= Passage provided =
Regent: A Language for Implicit Dataflow Parallelism

Tuesday, December 22, 2015

Programming

Regent is a research programming language which extracts implicit dataflow parallelism from code written in an imperative and (apparently) sequential semantics.

How does this work? Let’s jump right into an example:

task main()
  var a, b, c = ...
  t1(a, b)
  t2(b, c)
end

Here, t1 and t2 are tasks—think of them as functions in the usual imperative sense of the word. Tasks can even mutate their arguments, just like normal imperative code. Conceptually, Regent code runs sequentially, so you can run through the logic in your head by just reading the code top-to-bottom. Under the covers, the Regent implementation will take advantage of any parallelism it can find in the code. But any parallel execution is guaranteed to produce results identical to the original sequential semantics.

Internally, Regent discovers parallelism by computing a dataflow graph¹ for the program. If the arguments a, b and c are all distinct objects, for example, and if we suppose that t1 and t2 don’t modify b, then we’d get this dataflow graph:

Since t1 and t2 are independent in this graph (there is no path in the graph from one to the other), the two are able to run in parallel. If instead t1 were to modify its argument b, then we’d get this graph:

And the two tasks would be forced to run sequentially.

This idea—of parallelizing imperative programs via a transformation to dataflow—is actually an old idea. For example, Jade from the early 1990s used this technique to great effect on then-current hardware, and the technique itself was known prior to that. The biggest differences between Regent and previous systems are in the type system and the (multiple) ways in which Regent is able to discover parallelism.

The Three Dimensions of Parallelism

In fact, Regent has multiple ways of discovering parallelism in a program. I like to think of these each as dimensions along which a program can be parallel. Tasks only need to be independent along a single dimension in order to run in parallel—the extra dimensions provide flexibility to ensure that a variety of parallel patterns can be described in the language.

1. Privileges

As we saw in the example above, if two tasks read but do not modify an argument, they can run in parallel. This leads us to an important aspect of the Regent programming model: privileges. Privileges describe the modes of usage for a given argument (read, write, etc.). In Regent, privileges are part of the type signature of a task:

task t1(a : region(T), b : region(T))
where reads(a, b), writes(a) do
  ...
end

(Regions are just abstract containers for data, and are described in detail below.)

Privileges are checked by the type system, so if a task tries to access data it didn’t declare privileges for, the compiler will catch the mistake:

task t3(c : region(T)) where writes(c) do ... end

task t1(a : region(T), b : region(T))
where reads(a, b), writes(a) do
  t3(b) -- ERROR: Missing privilege writes(b)
  for x in b do
    @x = ... -- ERROR: Missing privilege writes(b)
  end
end

Obviously, tasks which only read their inputs can trivially run in parallel. However, it is also useful to be able to describe reductions—commutative operators (such as +, *, etc.) which can be applied in a lazy manner to a value. Reductions also allow tasks to run in parallel, as long as all tasks use the same reduction operator.

= Directive 1 =
Determine whether each of the following statements agrees with the article on Regent, answering yes or no and quoting the deciding words of the article: (a) Regent guarantees that parallel execution yields the same results as the sequential semantics. (b) Jade was developed in the early 2000s. (c) Tasks must be independent along every dimension of parallelism in order to run in parallel.
= Directive 2 =
Write the next part of the article on Regent, picking up after its final sentence.

= Dataset =
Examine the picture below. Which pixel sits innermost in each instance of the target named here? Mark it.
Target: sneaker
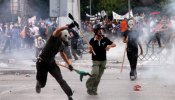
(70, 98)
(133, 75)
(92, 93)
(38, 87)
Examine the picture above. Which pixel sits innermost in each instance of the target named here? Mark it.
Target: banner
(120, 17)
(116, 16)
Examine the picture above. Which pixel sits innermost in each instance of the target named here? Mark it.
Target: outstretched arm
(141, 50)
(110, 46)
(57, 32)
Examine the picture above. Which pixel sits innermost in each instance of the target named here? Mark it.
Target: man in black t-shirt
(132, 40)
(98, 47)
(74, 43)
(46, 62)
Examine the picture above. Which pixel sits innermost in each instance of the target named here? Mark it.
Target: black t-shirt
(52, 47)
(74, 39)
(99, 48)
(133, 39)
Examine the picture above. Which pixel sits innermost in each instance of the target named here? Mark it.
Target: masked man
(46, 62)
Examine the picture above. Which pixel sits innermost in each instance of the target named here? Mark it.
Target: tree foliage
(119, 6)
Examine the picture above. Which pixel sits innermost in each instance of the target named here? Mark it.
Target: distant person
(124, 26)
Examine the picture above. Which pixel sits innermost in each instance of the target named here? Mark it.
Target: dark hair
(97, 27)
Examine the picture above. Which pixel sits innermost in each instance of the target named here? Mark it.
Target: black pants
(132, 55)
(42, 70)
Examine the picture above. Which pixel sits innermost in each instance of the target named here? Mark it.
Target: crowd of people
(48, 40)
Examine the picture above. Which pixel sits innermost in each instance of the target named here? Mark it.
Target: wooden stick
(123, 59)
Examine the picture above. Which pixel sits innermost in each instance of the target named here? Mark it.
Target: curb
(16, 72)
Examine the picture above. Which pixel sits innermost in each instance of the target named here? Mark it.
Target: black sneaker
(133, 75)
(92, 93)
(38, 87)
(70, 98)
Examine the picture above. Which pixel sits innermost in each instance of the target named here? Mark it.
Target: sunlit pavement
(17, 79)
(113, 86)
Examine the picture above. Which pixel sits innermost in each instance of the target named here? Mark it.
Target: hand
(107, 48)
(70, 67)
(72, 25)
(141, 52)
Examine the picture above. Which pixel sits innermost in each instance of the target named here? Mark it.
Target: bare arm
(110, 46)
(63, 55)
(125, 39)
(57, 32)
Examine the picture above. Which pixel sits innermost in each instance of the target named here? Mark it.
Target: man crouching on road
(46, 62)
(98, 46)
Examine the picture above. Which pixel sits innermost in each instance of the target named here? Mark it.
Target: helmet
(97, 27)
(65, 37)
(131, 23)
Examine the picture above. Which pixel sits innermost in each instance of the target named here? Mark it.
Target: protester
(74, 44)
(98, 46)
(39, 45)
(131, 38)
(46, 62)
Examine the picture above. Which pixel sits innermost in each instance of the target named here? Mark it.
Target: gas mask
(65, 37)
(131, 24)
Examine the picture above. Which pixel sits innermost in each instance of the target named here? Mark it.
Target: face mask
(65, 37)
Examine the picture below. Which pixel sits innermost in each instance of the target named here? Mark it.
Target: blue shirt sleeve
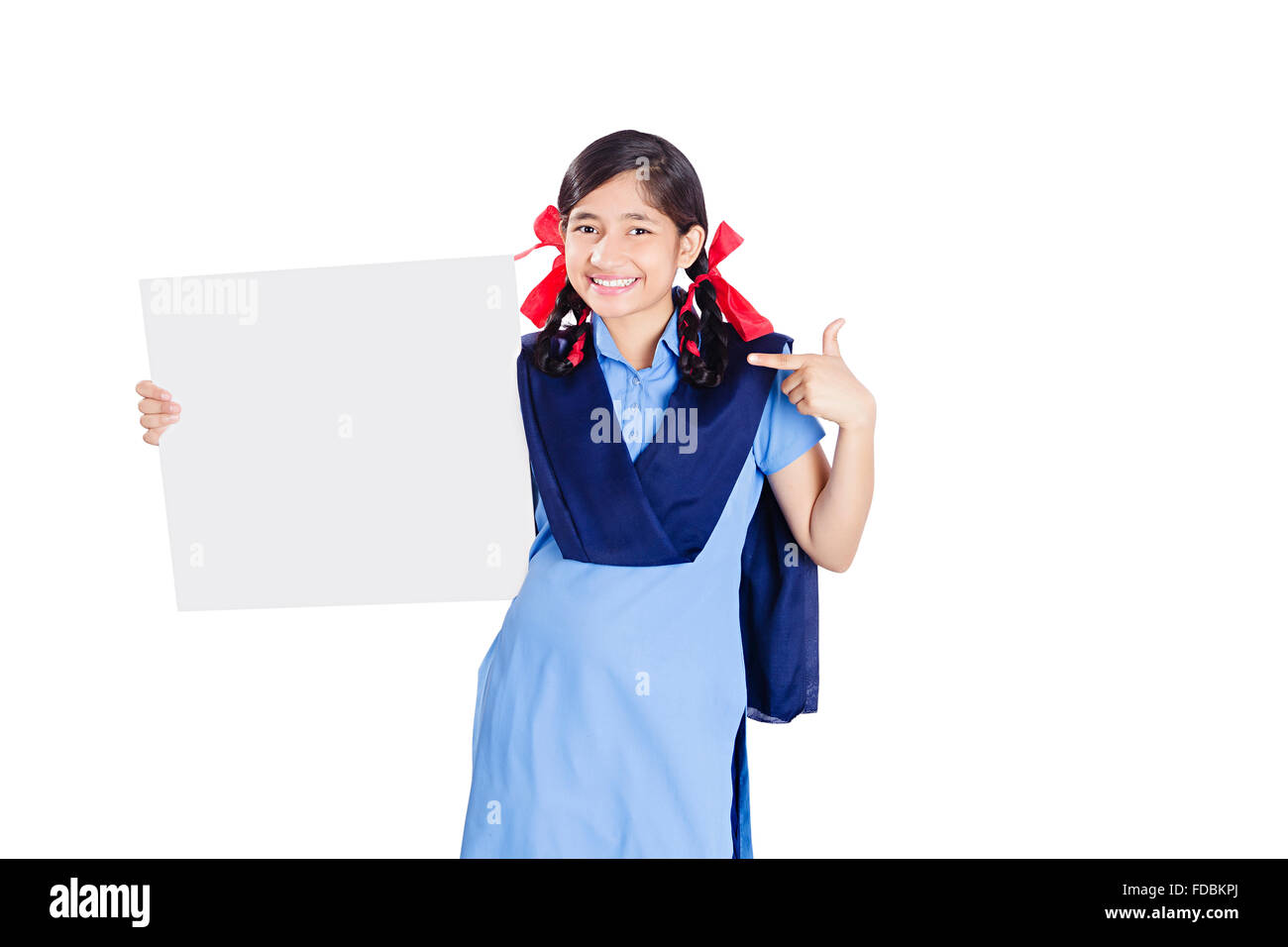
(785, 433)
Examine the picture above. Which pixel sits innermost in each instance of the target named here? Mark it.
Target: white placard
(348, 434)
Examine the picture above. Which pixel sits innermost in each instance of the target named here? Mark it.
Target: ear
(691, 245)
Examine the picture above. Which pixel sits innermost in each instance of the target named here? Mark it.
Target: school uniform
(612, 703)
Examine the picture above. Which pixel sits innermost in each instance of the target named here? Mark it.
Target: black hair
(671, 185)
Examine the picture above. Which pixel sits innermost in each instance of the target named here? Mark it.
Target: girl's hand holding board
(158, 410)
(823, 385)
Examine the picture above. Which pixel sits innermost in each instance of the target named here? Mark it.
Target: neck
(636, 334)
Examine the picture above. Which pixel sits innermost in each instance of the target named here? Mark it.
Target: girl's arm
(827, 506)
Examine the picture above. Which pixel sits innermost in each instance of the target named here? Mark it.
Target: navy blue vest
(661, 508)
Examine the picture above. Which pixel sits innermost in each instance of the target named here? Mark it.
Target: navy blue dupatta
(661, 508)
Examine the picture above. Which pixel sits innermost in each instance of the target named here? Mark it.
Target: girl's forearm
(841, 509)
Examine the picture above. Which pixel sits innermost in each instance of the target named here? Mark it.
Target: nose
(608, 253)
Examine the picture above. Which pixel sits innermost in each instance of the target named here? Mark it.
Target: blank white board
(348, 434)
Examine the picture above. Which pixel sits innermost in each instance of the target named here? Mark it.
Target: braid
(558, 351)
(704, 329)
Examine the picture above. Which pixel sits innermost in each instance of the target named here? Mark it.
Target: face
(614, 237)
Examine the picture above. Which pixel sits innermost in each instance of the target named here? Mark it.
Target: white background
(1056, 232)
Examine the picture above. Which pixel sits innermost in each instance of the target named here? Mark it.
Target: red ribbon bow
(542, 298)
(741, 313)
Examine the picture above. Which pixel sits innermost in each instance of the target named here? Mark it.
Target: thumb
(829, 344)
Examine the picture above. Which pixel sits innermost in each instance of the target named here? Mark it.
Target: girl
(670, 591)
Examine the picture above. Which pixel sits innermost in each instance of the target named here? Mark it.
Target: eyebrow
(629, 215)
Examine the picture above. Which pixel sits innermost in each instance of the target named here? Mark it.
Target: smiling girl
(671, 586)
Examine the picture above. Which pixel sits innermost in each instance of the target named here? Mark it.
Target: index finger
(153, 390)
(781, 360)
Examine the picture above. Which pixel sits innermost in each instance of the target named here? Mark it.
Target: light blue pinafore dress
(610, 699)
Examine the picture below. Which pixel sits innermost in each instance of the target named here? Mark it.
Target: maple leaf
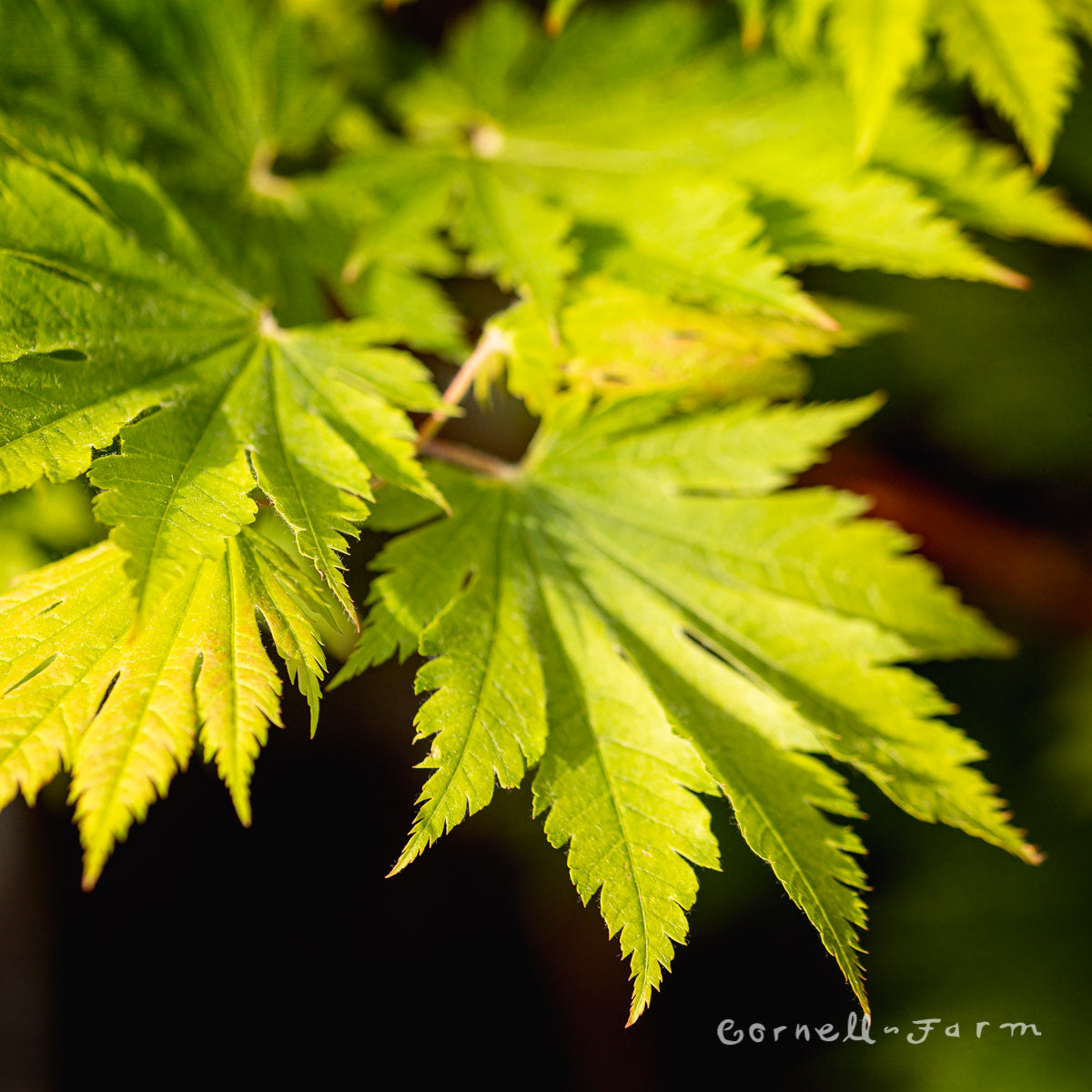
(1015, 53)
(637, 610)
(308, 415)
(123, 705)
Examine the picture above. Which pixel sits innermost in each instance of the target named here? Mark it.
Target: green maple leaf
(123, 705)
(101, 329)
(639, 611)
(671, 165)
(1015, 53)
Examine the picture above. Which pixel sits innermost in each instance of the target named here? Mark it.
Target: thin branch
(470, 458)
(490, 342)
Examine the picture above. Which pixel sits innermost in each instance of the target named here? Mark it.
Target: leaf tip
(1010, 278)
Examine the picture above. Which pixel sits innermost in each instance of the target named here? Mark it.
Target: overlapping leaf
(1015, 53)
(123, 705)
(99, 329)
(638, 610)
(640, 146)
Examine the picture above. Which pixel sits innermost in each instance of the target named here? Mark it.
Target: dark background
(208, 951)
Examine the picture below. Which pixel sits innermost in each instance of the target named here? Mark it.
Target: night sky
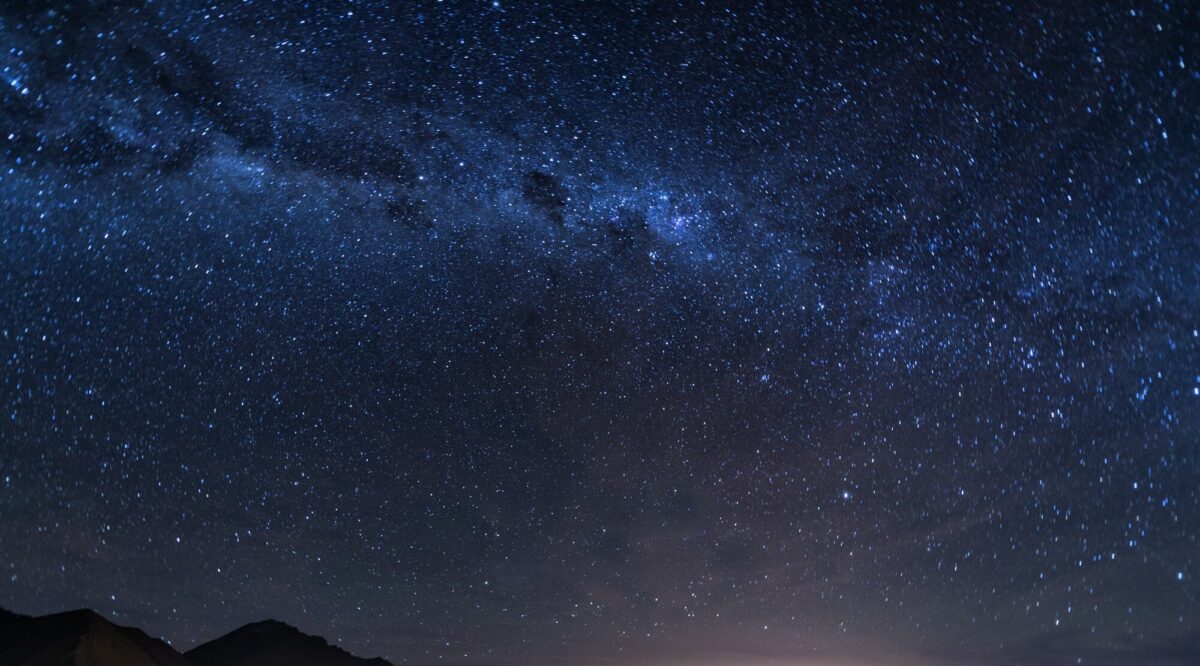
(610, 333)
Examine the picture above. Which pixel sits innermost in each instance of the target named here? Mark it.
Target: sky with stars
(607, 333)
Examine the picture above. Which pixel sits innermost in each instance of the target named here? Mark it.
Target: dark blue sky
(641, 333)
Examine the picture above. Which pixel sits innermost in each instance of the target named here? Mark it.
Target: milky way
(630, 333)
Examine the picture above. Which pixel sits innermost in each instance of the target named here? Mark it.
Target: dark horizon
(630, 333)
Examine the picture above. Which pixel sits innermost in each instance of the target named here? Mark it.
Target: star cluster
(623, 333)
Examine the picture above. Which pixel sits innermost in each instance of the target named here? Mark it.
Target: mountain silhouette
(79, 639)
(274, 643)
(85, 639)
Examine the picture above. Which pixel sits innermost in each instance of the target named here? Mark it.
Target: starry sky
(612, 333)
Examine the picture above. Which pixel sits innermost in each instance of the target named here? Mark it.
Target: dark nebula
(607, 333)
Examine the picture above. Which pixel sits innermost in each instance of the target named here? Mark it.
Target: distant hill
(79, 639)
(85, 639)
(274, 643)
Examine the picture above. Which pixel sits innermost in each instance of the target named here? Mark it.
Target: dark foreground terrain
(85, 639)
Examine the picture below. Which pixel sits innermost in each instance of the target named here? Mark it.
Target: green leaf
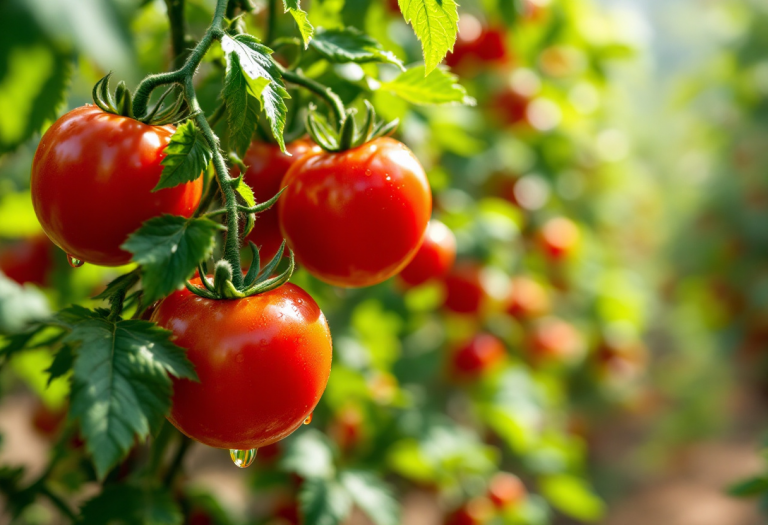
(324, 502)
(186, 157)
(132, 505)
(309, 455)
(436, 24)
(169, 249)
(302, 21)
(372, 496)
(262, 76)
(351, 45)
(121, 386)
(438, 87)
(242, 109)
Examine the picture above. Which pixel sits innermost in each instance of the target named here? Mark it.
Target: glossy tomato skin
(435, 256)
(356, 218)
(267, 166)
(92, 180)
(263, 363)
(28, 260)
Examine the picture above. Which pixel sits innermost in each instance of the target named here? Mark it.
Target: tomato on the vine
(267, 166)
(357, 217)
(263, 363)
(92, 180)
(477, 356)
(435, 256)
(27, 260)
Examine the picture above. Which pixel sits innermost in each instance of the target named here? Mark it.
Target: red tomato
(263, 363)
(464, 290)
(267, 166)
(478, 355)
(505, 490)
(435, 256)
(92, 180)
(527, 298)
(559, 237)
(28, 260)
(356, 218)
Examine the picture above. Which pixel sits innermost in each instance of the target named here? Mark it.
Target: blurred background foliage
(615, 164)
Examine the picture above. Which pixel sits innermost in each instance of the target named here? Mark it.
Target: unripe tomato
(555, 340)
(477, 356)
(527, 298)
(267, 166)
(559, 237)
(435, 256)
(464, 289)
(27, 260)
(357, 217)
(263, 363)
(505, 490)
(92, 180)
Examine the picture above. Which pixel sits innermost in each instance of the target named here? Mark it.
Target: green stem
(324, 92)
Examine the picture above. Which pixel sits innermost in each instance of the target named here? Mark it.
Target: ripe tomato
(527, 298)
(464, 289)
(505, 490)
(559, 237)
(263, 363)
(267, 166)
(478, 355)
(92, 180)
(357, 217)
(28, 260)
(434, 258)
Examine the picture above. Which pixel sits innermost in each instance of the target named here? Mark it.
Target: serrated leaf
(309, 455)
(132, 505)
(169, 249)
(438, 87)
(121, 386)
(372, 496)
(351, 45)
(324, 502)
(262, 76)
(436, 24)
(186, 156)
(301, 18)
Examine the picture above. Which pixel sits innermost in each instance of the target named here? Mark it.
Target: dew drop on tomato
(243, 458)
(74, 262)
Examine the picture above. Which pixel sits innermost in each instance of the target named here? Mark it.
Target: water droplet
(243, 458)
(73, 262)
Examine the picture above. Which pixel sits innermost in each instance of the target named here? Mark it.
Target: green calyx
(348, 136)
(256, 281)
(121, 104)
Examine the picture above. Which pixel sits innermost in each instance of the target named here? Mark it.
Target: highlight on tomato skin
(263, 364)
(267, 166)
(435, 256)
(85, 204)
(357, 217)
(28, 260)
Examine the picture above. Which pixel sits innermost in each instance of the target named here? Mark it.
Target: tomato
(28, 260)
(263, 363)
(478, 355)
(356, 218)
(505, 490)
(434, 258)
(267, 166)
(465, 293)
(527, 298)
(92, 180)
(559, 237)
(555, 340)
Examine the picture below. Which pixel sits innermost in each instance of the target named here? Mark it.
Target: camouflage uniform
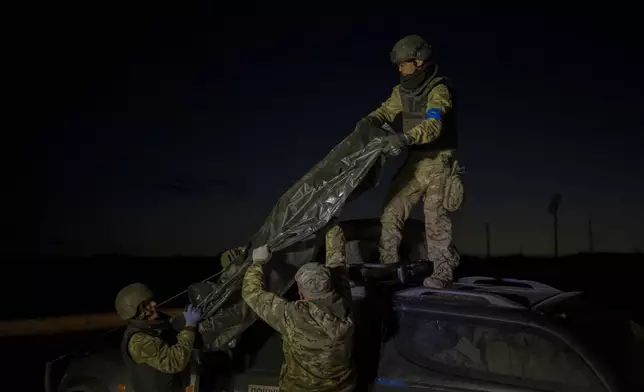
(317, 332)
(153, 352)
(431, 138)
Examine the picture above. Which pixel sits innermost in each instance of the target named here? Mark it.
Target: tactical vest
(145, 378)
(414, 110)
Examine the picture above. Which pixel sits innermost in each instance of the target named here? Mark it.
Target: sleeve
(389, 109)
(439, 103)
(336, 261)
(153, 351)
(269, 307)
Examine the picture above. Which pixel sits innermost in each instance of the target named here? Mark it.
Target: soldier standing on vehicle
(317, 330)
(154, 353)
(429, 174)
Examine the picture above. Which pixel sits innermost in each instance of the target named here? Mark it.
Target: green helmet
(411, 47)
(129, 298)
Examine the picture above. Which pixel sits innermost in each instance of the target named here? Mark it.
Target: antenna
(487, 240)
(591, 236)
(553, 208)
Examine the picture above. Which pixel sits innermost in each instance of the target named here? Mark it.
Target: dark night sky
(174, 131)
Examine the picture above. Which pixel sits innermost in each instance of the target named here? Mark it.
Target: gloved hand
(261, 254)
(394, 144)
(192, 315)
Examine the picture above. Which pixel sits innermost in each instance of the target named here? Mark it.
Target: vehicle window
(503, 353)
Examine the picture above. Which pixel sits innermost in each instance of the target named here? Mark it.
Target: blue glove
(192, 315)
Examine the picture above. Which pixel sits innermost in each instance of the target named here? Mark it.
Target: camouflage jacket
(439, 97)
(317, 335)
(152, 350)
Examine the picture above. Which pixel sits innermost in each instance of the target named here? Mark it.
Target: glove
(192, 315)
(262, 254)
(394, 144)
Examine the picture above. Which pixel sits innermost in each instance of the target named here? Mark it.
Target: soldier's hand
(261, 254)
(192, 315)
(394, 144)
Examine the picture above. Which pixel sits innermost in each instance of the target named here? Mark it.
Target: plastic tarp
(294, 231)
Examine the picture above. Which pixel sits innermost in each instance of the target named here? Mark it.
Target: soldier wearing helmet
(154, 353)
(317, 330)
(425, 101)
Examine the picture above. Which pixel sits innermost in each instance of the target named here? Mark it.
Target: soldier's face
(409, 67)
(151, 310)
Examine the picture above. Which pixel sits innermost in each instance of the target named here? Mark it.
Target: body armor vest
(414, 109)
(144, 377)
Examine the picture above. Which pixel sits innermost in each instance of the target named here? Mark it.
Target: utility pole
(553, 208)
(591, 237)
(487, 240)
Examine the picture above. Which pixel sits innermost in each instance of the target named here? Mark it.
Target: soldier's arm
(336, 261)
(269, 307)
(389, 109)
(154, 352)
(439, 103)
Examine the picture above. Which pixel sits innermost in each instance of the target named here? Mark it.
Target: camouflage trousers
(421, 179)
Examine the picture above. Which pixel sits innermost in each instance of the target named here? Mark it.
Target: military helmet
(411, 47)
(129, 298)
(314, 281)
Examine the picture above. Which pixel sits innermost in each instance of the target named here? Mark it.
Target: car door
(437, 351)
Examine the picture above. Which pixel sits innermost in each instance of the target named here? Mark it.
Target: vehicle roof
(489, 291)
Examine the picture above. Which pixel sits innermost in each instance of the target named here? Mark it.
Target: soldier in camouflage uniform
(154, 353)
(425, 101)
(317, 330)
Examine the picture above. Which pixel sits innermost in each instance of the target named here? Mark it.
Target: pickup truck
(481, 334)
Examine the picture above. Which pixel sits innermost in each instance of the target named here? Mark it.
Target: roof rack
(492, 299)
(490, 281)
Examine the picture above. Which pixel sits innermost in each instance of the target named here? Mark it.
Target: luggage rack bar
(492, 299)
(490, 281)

= Final answer 1 =
(a) Yes: "any parallel execution is guaranteed to produce results identical to the original sequential semantics."
(b) No: "Jade from the early 1990s used this technique to great effect on then-current hardware."
(c) No: "Tasks only need to be independent along a single dimension in order to run in parallel."

= Final answer 2 =
task t4(d : region(T))
where reduces+(d) do
  for x in d do
    @x += ... -- Values are saved and applied later.
  end
end

task main()
  var d = ...
  t4(d) -- Both can run in parallel.
  t4(d)
  -- Temporary values are flushed before the next read.
end

2. Fields

Often, tasks access the same objects, but use different fields in said objects. Field-sensitive privileges are an easy way to achieve task parallelism in codes with this sort of access pattern. Fields are easy to specify (just include the fields accessed in the privilege declaration), and frequently lead to unexpected gains in parallelism. This sort of parallelism can be especially tedious to express in existing programming models.

task t5(a : region(T))
where reads(a.{x, y, z}), writes(a.z) do
  ...
end

task t6(a : region(T))
where reads(a.{x, y, w}), writes(a.w) do
  ...
end

task main()
  var a = ...
  t5(a) -- Both can run in parallel.
  t6(a)
end

An added bonus of declaring field-sensitive privileges is that the compiler is able to catch operations to the wrong fields:

task t5(a : region(T))
where reads(a.{x, y, z}), writes(a.z) do
  for t in a do
    t.x = ... -- ERROR: Missing privilege writes(a.x)
  end
end

3. Regions

Privileges are easy enough to track at a type system level when everything is a local variable. But many interesting problems require the use of pointer data structures. Pointers naturally introduce the possibility of aliasing (two pointers with the same pointee)—and aliasing is arguably the bane of all static analysis.

In order to manage aliasing in a sane way, Regent uses a type system based on logical regions. Regions are similar to arrays, but allow for better static type checking. For example, pointers are explicitly typed to a specific region, and can only be dereferenced if the task has privileges on the containing region.

task t6()
  var r = region(ispace(ptr, 5), T) -- Create enough space for 5 Ts.
  var x = new(ptr(T, r)) -- Allocate an element in r.
  @x = ... -- Access is OK. Pointer x is guaranteed to be in r.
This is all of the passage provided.